What to work on: Put every line of the data below into a numbered list, skipping any blank lines.

=== Extracted entries ===

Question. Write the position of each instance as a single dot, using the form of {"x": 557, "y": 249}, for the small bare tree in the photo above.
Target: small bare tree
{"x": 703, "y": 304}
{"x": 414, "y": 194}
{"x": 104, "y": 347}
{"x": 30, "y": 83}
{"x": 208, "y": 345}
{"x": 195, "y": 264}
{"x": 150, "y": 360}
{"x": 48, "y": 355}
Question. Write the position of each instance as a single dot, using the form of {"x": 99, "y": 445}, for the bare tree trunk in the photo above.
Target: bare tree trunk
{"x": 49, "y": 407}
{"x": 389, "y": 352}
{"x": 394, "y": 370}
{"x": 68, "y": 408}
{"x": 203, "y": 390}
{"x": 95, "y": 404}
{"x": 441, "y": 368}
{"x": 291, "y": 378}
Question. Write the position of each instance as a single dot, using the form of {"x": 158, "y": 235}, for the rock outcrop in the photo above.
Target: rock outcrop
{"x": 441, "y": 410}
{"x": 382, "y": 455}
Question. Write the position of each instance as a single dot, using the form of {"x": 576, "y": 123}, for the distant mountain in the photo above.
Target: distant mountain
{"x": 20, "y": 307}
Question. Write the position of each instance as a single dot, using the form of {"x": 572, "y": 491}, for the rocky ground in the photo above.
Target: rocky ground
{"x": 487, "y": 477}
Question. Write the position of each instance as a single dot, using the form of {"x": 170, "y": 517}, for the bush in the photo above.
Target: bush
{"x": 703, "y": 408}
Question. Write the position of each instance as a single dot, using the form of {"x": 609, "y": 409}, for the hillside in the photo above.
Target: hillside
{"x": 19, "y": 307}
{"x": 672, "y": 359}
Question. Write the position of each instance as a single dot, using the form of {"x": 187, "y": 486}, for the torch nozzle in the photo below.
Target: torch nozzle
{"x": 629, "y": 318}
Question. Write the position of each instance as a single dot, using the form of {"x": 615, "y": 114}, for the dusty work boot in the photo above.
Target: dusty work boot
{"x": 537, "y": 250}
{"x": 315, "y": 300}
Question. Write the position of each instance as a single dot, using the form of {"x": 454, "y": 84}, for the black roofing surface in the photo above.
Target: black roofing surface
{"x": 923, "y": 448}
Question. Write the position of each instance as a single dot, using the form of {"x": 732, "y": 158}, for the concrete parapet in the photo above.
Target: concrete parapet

===

Response for this exercise:
1. Question. Write the position of each instance as a single dot, using the form of {"x": 557, "y": 249}, for the small bare tree in the photo above.
2. Target: small bare tree
3. {"x": 703, "y": 304}
4. {"x": 414, "y": 194}
5. {"x": 104, "y": 347}
6. {"x": 30, "y": 83}
7. {"x": 208, "y": 345}
8. {"x": 195, "y": 264}
9. {"x": 150, "y": 360}
10. {"x": 48, "y": 355}
11. Question. Write the position of each instance as a single dot, using the form of {"x": 99, "y": 445}, for the bare tree trunk in the photo above.
12. Target: bare tree trunk
13. {"x": 49, "y": 407}
14. {"x": 389, "y": 352}
15. {"x": 394, "y": 370}
16. {"x": 68, "y": 408}
17. {"x": 203, "y": 390}
18. {"x": 95, "y": 404}
19. {"x": 441, "y": 368}
20. {"x": 291, "y": 378}
21. Question. Write the position of each instance as a single dot, using the form of {"x": 158, "y": 235}, for the rock outcrop in the photo above.
22. Target: rock outcrop
23. {"x": 441, "y": 410}
24. {"x": 382, "y": 455}
25. Question. Write the position of each instance as a single dot, using the form of {"x": 576, "y": 123}, for the distant mountain in the photo above.
26. Target: distant mountain
27. {"x": 20, "y": 307}
28. Question. Write the position of each instance as a single dot, using the form of {"x": 572, "y": 491}, for the rocky ground in the photo above.
29. Target: rocky ground
30. {"x": 487, "y": 477}
31. Question. Write the position of each instance as a single dot, using the form of {"x": 170, "y": 517}, for the bush in the photo above.
32. Target: bush
33. {"x": 703, "y": 408}
34. Question. Write the position of each instance as a single dot, using the form of {"x": 609, "y": 409}, for the hillside in the photo above.
35. Target: hillside
36. {"x": 19, "y": 307}
37. {"x": 672, "y": 359}
38. Question. Write the position of each instance as a single dot, using the form of {"x": 187, "y": 486}, for the torch nozzle in the photo below.
39. Target: torch nozzle
40. {"x": 629, "y": 318}
41. Question. Write the position of each instance as a single dot, using the form of {"x": 615, "y": 114}, for the dusty work boot in the photo above.
42. Target: dusty work boot
43. {"x": 537, "y": 250}
44. {"x": 315, "y": 300}
45. Question. Write the position of each instance as a single dot, using the form of {"x": 454, "y": 84}, for the black roofing surface in the photo above.
46. Target: black roofing surface
47. {"x": 923, "y": 448}
48. Question. Write the position of each instance as a single dot, using the form of {"x": 732, "y": 158}, for the concrete parapet in the photo above.
49. Target: concrete parapet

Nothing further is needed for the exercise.